Objetivo 1
Extraia do texto sobre a saída de Ronaldo do Manchester United o trecho que vai de "Preso por um" a "nesta arte retórica.", copiando-o sem qualquer alteração.

Excerto a ler
+ + + + +

Preso por um contrato com um clube que não o valoriza, Ronaldo forçou a saída, mesmo que pela porta pequena. A verdade é que o divórcio entre CR7 e o Manchester United era uma tragédia anunciada. Na liga inglesa, o português disputou dez jogos, quase sempre saído do banco, num total de 520 minutos, e marcou apenas um golo. Na Liga Europa, uma competição abaixo das suas possibilidades, jogou as seis partidas da fase de grupos, com um score de duas assistências e dois golos. Dado como acabado para o futebol inglês, o astro madeirense inventou uma nova celebração que mostrou ao público de Manchester frente ao Sheriff Tiraspol, olhos fechados, corpo hirto, a simular o rigor mortis, e com os dedos entrelaçados junto ao peito, a provar que a ironia não só não é um exclusivo britânico como mesmo um futebolista pode ser um mestre nesta arte retórica.

+ + + + +

Objetivo 2
Conte as linhas da listagem que contêm a palavra "woman", distinguindo maiúsculas de minúsculas, e indique apenas esse número.

Material apresentado
+ + + + +

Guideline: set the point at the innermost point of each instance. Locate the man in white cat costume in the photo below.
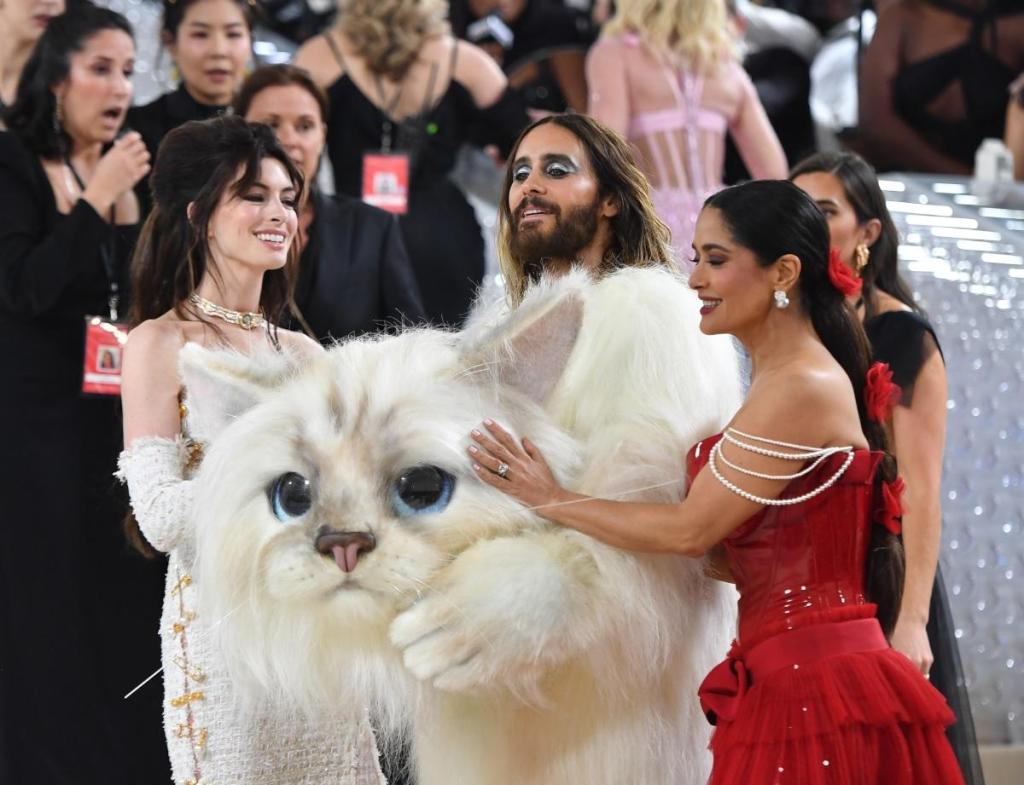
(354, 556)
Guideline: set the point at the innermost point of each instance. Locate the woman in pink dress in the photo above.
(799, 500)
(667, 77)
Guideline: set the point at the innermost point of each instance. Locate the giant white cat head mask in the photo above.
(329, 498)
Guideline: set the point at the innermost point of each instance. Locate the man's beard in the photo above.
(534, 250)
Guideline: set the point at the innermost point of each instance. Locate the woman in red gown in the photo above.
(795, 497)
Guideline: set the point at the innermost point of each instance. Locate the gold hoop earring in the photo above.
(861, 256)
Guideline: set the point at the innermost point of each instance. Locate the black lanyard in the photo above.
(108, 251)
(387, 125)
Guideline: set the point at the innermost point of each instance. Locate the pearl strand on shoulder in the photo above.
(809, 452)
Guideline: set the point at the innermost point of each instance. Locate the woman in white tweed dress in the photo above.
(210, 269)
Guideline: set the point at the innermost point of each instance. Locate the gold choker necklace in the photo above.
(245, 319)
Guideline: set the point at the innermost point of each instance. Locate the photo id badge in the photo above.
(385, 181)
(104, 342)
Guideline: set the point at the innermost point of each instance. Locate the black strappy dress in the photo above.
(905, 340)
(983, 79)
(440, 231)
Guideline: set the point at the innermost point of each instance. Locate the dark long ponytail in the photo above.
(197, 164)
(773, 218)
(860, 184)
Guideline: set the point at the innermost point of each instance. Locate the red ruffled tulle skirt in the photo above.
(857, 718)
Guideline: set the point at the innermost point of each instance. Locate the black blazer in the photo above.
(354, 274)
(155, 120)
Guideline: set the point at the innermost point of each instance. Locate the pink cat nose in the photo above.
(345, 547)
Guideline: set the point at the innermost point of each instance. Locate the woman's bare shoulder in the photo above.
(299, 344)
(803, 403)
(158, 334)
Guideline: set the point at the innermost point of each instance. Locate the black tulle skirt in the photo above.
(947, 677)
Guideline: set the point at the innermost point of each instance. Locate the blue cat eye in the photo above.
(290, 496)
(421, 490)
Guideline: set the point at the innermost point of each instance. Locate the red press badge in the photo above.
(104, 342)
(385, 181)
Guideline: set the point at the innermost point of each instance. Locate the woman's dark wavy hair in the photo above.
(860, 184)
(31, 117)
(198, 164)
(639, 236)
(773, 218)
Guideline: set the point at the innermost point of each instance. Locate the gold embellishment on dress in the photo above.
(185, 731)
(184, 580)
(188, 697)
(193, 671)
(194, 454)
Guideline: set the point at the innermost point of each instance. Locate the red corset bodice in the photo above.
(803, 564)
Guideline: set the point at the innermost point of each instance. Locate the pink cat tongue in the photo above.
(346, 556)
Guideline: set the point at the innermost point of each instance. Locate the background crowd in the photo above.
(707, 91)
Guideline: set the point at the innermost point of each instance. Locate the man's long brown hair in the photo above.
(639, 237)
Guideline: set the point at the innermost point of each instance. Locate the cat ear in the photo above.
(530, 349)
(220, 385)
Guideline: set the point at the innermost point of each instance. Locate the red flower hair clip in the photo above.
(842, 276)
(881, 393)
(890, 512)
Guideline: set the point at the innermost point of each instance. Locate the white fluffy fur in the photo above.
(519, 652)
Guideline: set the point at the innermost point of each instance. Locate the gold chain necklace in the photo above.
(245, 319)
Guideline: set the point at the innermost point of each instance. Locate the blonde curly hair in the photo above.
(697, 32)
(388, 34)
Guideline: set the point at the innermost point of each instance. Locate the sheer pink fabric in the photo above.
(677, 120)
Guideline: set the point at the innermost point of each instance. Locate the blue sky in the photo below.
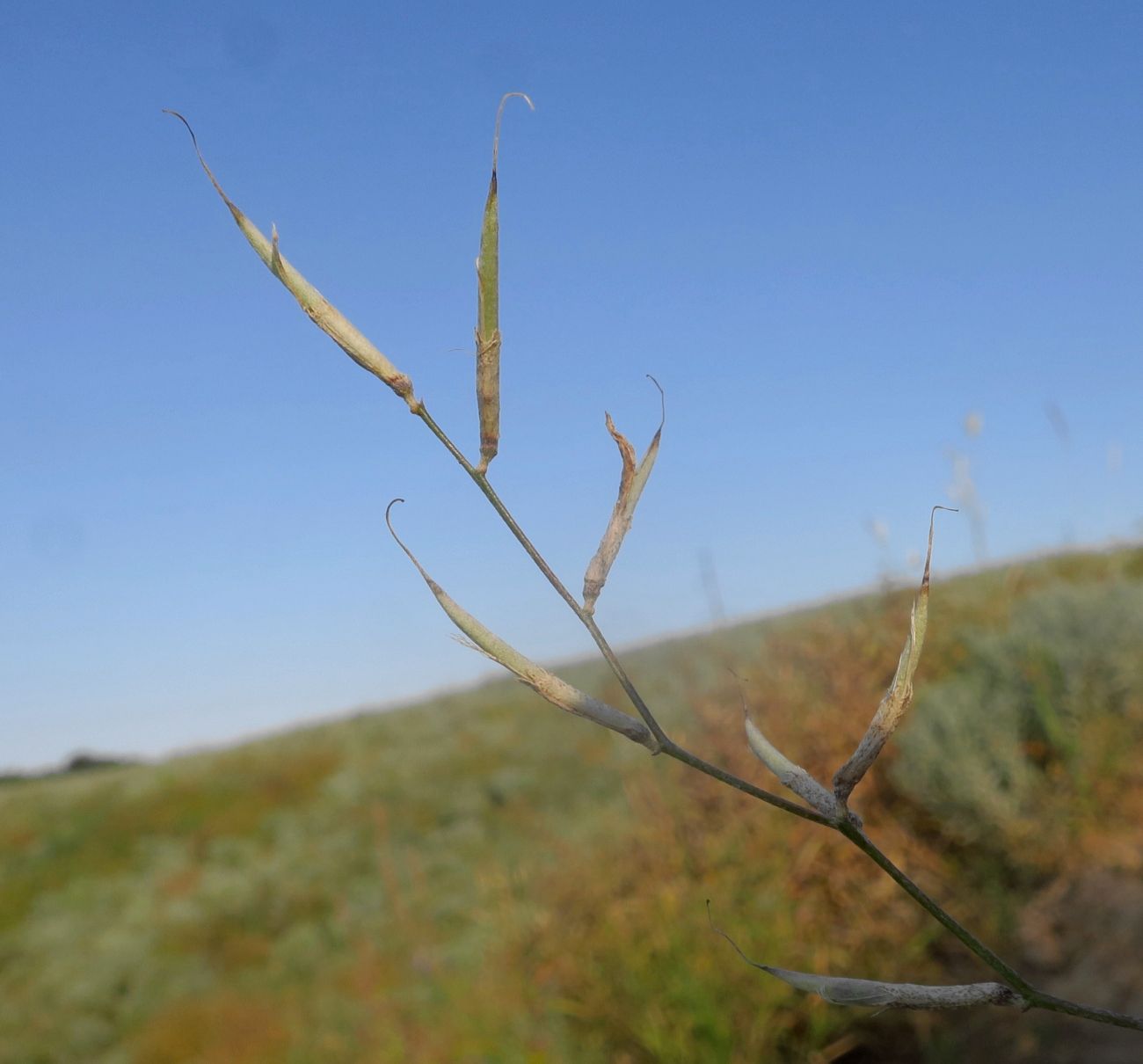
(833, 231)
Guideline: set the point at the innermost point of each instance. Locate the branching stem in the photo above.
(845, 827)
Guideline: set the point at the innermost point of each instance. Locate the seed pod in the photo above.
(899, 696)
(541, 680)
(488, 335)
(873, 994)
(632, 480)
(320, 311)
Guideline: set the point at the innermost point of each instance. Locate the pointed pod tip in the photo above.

+ + + + +

Resposta resolvida 1
Preso por um contrato com um clube que não o valoriza, Ronaldo forçou a saída, mesmo que pela porta pequena. A verdade é que o divórcio entre CR7 e o Manchester United era uma tragédia anunciada. Na liga inglesa, o português disputou dez jogos, quase sempre saído do banco, num total de 520 minutos, e marcou apenas um golo. Na Liga Europa, uma competição abaixo das suas possibilidades, jogou as seis partidas da fase de grupos, com um score de duas assistências e dois golos. Dado como acabado para o futebol inglês, o astro madeirense inventou uma nova celebração que mostrou ao público de Manchester frente ao Sheriff Tiraspol, olhos fechados, corpo hirto, a simular o rigor mortis, e com os dedos entrelaçados junto ao peito, a provar que a ironia não só não é um exclusivo britânico como mesmo um futebolista pode ser um mestre nesta arte retórica.

Resposta resolvida 2
5